THE PROBLEM:
Rewrite the listing below with each "coordinates" changed to "positions" and nothing else altered.

DATA IN THIS EXERCISE:
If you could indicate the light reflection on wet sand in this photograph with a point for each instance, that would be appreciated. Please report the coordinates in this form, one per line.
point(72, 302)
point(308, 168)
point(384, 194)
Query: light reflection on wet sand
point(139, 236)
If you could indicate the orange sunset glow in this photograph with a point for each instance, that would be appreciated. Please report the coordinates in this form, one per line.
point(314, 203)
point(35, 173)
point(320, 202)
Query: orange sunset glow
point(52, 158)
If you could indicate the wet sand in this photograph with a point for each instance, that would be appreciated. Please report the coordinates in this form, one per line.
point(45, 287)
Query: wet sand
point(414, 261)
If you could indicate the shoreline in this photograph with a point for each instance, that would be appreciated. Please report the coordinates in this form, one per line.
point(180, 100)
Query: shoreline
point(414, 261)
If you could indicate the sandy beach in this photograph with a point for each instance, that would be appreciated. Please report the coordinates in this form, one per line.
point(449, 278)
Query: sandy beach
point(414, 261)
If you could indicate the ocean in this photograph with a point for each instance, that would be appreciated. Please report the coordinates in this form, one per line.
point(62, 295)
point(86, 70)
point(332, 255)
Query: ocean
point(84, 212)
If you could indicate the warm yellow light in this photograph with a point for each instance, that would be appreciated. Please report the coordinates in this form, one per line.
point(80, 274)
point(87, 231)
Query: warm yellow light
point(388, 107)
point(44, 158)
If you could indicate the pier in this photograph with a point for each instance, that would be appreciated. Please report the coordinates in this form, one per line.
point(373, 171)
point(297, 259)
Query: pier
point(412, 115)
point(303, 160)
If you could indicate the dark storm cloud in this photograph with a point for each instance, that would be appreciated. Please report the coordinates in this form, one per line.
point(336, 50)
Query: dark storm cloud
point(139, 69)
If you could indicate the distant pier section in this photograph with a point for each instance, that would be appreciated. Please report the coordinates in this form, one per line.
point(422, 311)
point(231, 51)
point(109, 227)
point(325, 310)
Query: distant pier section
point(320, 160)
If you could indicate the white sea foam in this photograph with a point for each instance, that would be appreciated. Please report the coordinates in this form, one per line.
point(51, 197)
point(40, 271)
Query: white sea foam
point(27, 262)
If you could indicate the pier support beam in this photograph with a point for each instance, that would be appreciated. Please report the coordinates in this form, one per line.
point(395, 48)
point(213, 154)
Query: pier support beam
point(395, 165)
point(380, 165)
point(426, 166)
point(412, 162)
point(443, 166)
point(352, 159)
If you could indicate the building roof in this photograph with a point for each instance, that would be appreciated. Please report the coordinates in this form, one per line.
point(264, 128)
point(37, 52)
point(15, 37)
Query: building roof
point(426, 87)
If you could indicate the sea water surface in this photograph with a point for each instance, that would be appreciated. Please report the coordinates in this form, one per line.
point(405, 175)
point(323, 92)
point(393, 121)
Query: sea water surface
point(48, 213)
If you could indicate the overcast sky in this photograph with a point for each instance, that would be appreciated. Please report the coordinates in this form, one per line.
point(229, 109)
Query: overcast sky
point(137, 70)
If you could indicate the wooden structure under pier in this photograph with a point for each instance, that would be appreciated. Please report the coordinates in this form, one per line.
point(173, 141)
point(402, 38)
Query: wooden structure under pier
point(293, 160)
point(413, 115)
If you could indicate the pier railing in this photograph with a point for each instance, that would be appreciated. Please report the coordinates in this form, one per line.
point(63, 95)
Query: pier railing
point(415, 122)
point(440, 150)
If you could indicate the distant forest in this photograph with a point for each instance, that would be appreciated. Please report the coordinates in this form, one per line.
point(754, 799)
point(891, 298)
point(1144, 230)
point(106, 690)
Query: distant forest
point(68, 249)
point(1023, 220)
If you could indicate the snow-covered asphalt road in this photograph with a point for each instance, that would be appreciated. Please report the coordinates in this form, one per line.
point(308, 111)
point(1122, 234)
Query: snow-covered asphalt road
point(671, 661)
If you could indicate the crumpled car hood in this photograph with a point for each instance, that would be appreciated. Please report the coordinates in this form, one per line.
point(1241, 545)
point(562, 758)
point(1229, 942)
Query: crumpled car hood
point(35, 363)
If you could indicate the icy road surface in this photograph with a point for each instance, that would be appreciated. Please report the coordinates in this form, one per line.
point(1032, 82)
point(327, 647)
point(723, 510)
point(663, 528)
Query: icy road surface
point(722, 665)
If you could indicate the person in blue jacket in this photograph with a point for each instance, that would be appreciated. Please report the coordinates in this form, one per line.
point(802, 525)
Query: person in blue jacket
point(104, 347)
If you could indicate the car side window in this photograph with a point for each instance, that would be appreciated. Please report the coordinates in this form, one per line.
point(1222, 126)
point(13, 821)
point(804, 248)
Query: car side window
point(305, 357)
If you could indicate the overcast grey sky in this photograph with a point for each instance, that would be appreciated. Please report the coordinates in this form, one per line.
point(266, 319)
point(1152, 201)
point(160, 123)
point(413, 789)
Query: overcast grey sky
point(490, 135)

THE COMPLETED TASK:
If you could indicate the light reflection on wet sand in this photograph with a point for each instance, that would be appreciated. Please report the positions in this form, one per line.
point(72, 302)
point(308, 168)
point(384, 194)
Query: light reflection on wet sand
point(139, 236)
If you could indicate the orange sunset glow in this photograph with a point for each instance, that would be appreciated. Please report the positions in this form, one per line.
point(314, 203)
point(35, 173)
point(320, 202)
Query: orange sunset glow
point(52, 158)
If you could indicate the wet sand in this photograph with a point for each instance, that would be appreciated. Please report the positions in this form, one per line.
point(45, 287)
Query: wet sand
point(414, 261)
If you could indicate the shoreline in this photograph with a point for each instance, that would be appreciated. Please report the positions in this form, one per line.
point(180, 100)
Query: shoreline
point(414, 261)
If you could indicate the sandy beach in this photograph with a point for each instance, that would be appreciated. Please report the positions in this form, one per line.
point(449, 278)
Query: sandy beach
point(414, 261)
If you could indicate the ocean in this photograph with a point for each instance, that would be appreciated. Please report the positions in this form, one per line.
point(62, 295)
point(86, 70)
point(332, 255)
Query: ocean
point(84, 212)
If you could indicate the warm yellow light in this photograph with a point for each instance, that would be appreciated. Please report the positions in this form, one per line.
point(80, 274)
point(87, 231)
Query: warm yellow light
point(388, 107)
point(44, 158)
If you could indicate the pier in this photograph with a point for each instance, that would be appreciated. Please report the positions in this form, one per line.
point(373, 171)
point(297, 259)
Query: pier
point(412, 115)
point(303, 160)
If you could indicate the dark storm cloud in this photograph with a point for each instance, that would be appreciated. Please report the positions in this form, one per line.
point(336, 50)
Query: dark storm cloud
point(139, 69)
If you could indicate the distant pier section in this photograph with a point for each instance, that would be appreciated. Please report the positions in this form, one per line.
point(422, 311)
point(231, 51)
point(109, 227)
point(325, 310)
Query: distant pier section
point(320, 160)
If you could indicate the white sea foam in this photograph with a point for each instance, that would be appreciated. Please report the positions in this form, one per line.
point(51, 197)
point(40, 271)
Query: white sea foam
point(27, 262)
If you could indicate the pier support beam in this photograph with a point for each instance, that would be appreciated. Please report the positions in this form, one per line.
point(395, 48)
point(213, 154)
Query: pier support beam
point(395, 165)
point(380, 165)
point(426, 166)
point(412, 162)
point(443, 166)
point(352, 159)
If you could indicate the building roof in this photograph with a point for each instance, that would be appreciated. Please report the positions in this form, one per line.
point(264, 128)
point(37, 52)
point(15, 37)
Query: building roof
point(426, 87)
If you could indicate the sea water surface in this photograph with a point for each instance, that would be appreciated. Please report the positions in this form, one per line.
point(405, 175)
point(323, 92)
point(393, 121)
Query: sea water surface
point(48, 213)
If you could indicate the overcast sky in this photograph with a point for each instance, that would be appreciated. Please report the positions in this form, one per line.
point(229, 109)
Query: overcast sky
point(137, 70)
If you could indicate the wooden structure under pier in this photograph with a point for each instance, that would be appreciated. Please report the positions in this form, one per line.
point(173, 141)
point(402, 38)
Query: wooden structure under pier
point(293, 160)
point(413, 115)
If you could indicate the pier railing in this photograph with a point for each instance, that would be appreciated. Please report the positions in this form, one per line.
point(63, 95)
Query: pier railing
point(415, 122)
point(440, 150)
If you could indicate the distant forest in this photograph with a point for each instance, that would be appreciated. Please report the positions in this form, one per line.
point(754, 799)
point(891, 298)
point(1144, 230)
point(106, 690)
Query: distant forest
point(68, 249)
point(1023, 220)
If you could indicate the snow-covered asphalt road in this photograph with a point for each instance, that would be appreciated. Please report the positions in this form, one per line.
point(308, 111)
point(1122, 234)
Query: snow-covered asphalt road
point(671, 661)
If you could indicate the crumpled car hood in this photograph with a point for each instance, that would be appreciated. Please report the positions in this form, one per line.
point(1241, 545)
point(562, 758)
point(1229, 942)
Query: crumpled car hood
point(35, 363)
If you could indicate the icy road surface in this photograph with a point for each instance, that would be appreciated. Please report the positions in this form, one per line.
point(1032, 82)
point(327, 647)
point(723, 510)
point(663, 528)
Query: icy road surface
point(722, 665)
If you could indicate the person in blue jacket in this photograph with a point for each instance, that would be appreciated. Please report the positions in this form, one per line.
point(802, 525)
Query: person in blue jacket
point(104, 347)
If you could indicate the car side window in this photograph with a point for each instance, that would be appreciated. Please report the positions in this form, one per line.
point(1222, 126)
point(13, 821)
point(804, 248)
Query: car side window
point(305, 357)
If you could indicate the overcast grey sky in this photograph with a point for each instance, that would be appreciated. Please report the positions in this form, one per line.
point(266, 319)
point(1152, 201)
point(160, 123)
point(413, 789)
Query: overcast grey sky
point(490, 135)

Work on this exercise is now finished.